─── RECORDS PROVIDED
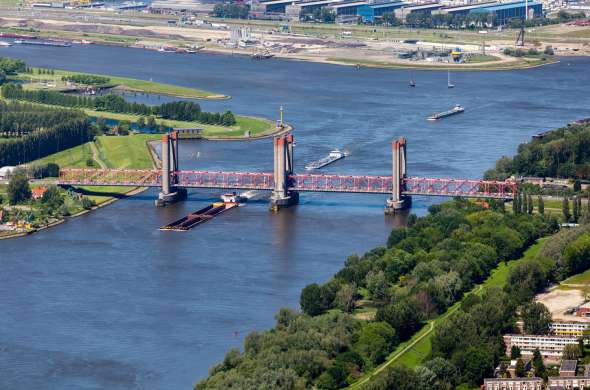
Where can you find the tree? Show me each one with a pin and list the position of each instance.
(404, 316)
(571, 352)
(519, 370)
(345, 297)
(376, 284)
(311, 300)
(375, 341)
(479, 363)
(514, 352)
(18, 189)
(536, 317)
(52, 198)
(151, 122)
(565, 208)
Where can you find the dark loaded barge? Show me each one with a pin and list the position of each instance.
(203, 215)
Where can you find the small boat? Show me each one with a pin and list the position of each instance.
(334, 155)
(439, 115)
(232, 197)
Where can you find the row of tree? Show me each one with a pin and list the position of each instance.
(425, 268)
(44, 131)
(114, 103)
(563, 153)
(86, 79)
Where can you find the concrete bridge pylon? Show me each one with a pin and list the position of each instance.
(398, 201)
(282, 196)
(170, 192)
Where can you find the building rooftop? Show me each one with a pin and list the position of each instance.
(533, 379)
(568, 365)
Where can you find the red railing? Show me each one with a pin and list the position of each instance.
(299, 182)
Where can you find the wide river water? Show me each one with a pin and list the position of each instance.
(106, 301)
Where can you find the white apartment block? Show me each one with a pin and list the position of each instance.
(550, 346)
(568, 382)
(513, 384)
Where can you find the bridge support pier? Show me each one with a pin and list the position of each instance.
(170, 193)
(398, 201)
(281, 196)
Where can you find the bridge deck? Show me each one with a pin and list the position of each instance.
(299, 182)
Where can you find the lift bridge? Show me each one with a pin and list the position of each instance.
(284, 184)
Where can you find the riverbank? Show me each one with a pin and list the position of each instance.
(35, 80)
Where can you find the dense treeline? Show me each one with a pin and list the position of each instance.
(86, 79)
(44, 131)
(114, 103)
(425, 268)
(561, 153)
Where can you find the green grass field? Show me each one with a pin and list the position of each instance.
(421, 341)
(117, 152)
(583, 278)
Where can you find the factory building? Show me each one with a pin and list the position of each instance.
(403, 12)
(505, 12)
(369, 12)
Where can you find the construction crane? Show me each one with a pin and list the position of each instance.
(520, 37)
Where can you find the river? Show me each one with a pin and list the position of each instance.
(106, 301)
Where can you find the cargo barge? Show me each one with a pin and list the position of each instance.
(203, 215)
(334, 156)
(440, 115)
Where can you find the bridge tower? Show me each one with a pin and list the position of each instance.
(398, 201)
(170, 192)
(281, 196)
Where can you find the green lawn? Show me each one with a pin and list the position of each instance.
(75, 157)
(126, 83)
(421, 341)
(583, 278)
(117, 152)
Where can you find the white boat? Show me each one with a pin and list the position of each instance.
(334, 155)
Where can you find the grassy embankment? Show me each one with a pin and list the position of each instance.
(481, 63)
(115, 152)
(414, 351)
(37, 81)
(256, 126)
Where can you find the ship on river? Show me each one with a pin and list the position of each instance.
(439, 115)
(334, 156)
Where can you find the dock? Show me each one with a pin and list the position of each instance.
(200, 216)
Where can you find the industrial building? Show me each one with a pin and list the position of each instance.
(550, 346)
(513, 383)
(577, 329)
(517, 10)
(368, 12)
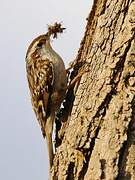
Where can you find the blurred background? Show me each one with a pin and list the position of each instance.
(23, 152)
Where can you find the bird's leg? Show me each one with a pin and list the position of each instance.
(49, 131)
(77, 78)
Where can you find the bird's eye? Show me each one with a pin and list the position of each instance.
(40, 44)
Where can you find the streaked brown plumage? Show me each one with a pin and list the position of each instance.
(47, 81)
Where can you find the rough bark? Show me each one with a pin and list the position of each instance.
(97, 140)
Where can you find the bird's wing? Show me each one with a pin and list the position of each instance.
(40, 79)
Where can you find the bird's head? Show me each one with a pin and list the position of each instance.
(37, 44)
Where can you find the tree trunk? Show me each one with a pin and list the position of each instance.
(96, 136)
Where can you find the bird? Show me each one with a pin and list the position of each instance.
(47, 80)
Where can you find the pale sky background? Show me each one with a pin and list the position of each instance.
(23, 153)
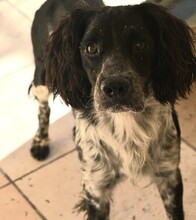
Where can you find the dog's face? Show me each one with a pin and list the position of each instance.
(114, 58)
(117, 54)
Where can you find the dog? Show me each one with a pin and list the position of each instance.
(122, 70)
(45, 21)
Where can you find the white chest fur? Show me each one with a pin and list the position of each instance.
(128, 136)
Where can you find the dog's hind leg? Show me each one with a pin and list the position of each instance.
(40, 143)
(171, 191)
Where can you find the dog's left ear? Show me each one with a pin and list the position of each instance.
(174, 69)
(64, 71)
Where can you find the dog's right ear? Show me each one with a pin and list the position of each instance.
(64, 71)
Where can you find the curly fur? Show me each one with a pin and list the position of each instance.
(122, 69)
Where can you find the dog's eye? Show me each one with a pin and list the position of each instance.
(140, 45)
(92, 49)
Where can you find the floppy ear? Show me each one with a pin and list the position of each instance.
(64, 71)
(174, 68)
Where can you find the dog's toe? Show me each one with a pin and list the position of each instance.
(40, 153)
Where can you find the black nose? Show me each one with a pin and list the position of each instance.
(115, 88)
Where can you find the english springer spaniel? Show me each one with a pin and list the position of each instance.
(122, 69)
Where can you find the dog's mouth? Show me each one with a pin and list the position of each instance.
(117, 108)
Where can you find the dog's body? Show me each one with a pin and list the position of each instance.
(122, 69)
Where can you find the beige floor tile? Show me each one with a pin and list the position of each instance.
(3, 180)
(14, 207)
(26, 7)
(16, 49)
(54, 190)
(187, 117)
(61, 142)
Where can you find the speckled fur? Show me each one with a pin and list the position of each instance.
(122, 69)
(126, 145)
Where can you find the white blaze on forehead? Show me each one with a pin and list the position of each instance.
(122, 2)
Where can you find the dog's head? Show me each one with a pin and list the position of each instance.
(117, 57)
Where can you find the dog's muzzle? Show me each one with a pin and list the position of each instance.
(116, 89)
(117, 94)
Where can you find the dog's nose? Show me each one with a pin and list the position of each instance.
(115, 88)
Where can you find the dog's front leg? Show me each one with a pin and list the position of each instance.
(40, 144)
(171, 191)
(100, 175)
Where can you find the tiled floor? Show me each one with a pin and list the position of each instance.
(49, 190)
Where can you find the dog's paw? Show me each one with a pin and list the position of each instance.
(40, 153)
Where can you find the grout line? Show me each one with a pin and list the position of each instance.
(24, 196)
(18, 10)
(33, 171)
(188, 144)
(44, 165)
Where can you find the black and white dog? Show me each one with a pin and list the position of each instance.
(121, 69)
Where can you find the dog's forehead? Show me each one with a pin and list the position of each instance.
(119, 18)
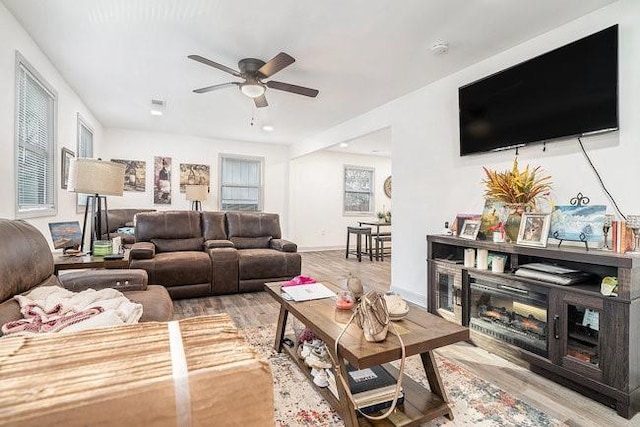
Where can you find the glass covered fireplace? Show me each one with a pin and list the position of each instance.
(514, 313)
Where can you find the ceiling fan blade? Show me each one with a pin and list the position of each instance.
(276, 64)
(287, 87)
(214, 87)
(215, 65)
(261, 101)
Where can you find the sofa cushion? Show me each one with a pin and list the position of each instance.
(253, 224)
(167, 225)
(213, 226)
(251, 242)
(267, 263)
(176, 268)
(26, 261)
(178, 245)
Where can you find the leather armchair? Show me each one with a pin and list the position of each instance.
(263, 256)
(27, 262)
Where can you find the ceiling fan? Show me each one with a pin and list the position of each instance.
(253, 71)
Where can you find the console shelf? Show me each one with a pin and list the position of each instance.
(592, 341)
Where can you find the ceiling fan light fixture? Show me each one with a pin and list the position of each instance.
(252, 89)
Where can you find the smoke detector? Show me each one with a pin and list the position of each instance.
(157, 107)
(440, 47)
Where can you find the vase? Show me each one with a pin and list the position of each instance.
(512, 224)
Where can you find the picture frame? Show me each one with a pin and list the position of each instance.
(534, 229)
(65, 163)
(470, 229)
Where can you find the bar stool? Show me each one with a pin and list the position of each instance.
(360, 232)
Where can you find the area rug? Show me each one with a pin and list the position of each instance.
(474, 400)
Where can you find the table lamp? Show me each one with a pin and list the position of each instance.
(97, 179)
(197, 194)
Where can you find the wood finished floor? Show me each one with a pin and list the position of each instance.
(258, 308)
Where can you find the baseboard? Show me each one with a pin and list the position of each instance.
(410, 296)
(320, 248)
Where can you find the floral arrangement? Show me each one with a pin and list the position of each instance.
(516, 186)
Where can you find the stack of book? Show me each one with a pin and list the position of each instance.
(552, 273)
(373, 388)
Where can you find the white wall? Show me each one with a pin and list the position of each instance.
(316, 210)
(13, 37)
(432, 183)
(140, 145)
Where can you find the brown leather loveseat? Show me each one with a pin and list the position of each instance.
(27, 262)
(196, 253)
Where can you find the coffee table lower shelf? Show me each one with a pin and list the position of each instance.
(420, 405)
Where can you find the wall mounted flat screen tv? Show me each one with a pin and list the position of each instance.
(570, 91)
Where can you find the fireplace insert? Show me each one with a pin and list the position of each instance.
(515, 313)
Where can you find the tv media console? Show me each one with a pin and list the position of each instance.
(571, 334)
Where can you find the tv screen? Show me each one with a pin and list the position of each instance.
(569, 91)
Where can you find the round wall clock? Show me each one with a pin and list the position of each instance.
(387, 186)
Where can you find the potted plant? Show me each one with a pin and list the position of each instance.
(518, 189)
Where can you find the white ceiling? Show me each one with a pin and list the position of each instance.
(119, 54)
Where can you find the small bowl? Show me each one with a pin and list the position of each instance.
(345, 300)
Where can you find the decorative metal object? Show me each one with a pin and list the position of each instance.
(608, 219)
(633, 222)
(579, 200)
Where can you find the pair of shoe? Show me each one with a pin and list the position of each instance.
(307, 348)
(320, 377)
(319, 358)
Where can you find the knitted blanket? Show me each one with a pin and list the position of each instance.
(55, 309)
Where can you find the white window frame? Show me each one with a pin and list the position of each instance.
(371, 192)
(86, 152)
(259, 160)
(50, 205)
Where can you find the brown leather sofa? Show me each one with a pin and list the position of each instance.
(27, 262)
(119, 218)
(212, 253)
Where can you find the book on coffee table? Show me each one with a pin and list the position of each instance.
(308, 292)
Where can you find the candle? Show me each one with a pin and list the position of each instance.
(469, 257)
(497, 265)
(483, 259)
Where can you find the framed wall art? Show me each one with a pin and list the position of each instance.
(534, 229)
(470, 229)
(65, 158)
(162, 180)
(193, 174)
(135, 174)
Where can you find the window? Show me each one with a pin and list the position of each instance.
(241, 183)
(85, 149)
(358, 190)
(36, 104)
──────
Exactly the lines from the one containing "Where can you find the brown leather sofa?" through the end of the listing should be reproduced, both ends included and nothing more.

▶ [ANSWER TO THIS TASK]
Where can you find the brown leather sofa? Show me each one with a pin and list the position of each instance.
(27, 262)
(119, 218)
(212, 253)
Where can you find the book on coffee table? Show me each one with a pin and list the position of each instance.
(308, 292)
Where can you find the candle? Show me each one with a pin and list the position of each instance.
(469, 257)
(497, 265)
(483, 259)
Where can you find the framed wall art? Show me each one with a pin and list the position of each instance.
(534, 229)
(470, 229)
(65, 158)
(162, 180)
(193, 174)
(135, 174)
Where can you find the window? Show me each one with a pin and list the position of each instance.
(241, 183)
(85, 149)
(358, 190)
(36, 104)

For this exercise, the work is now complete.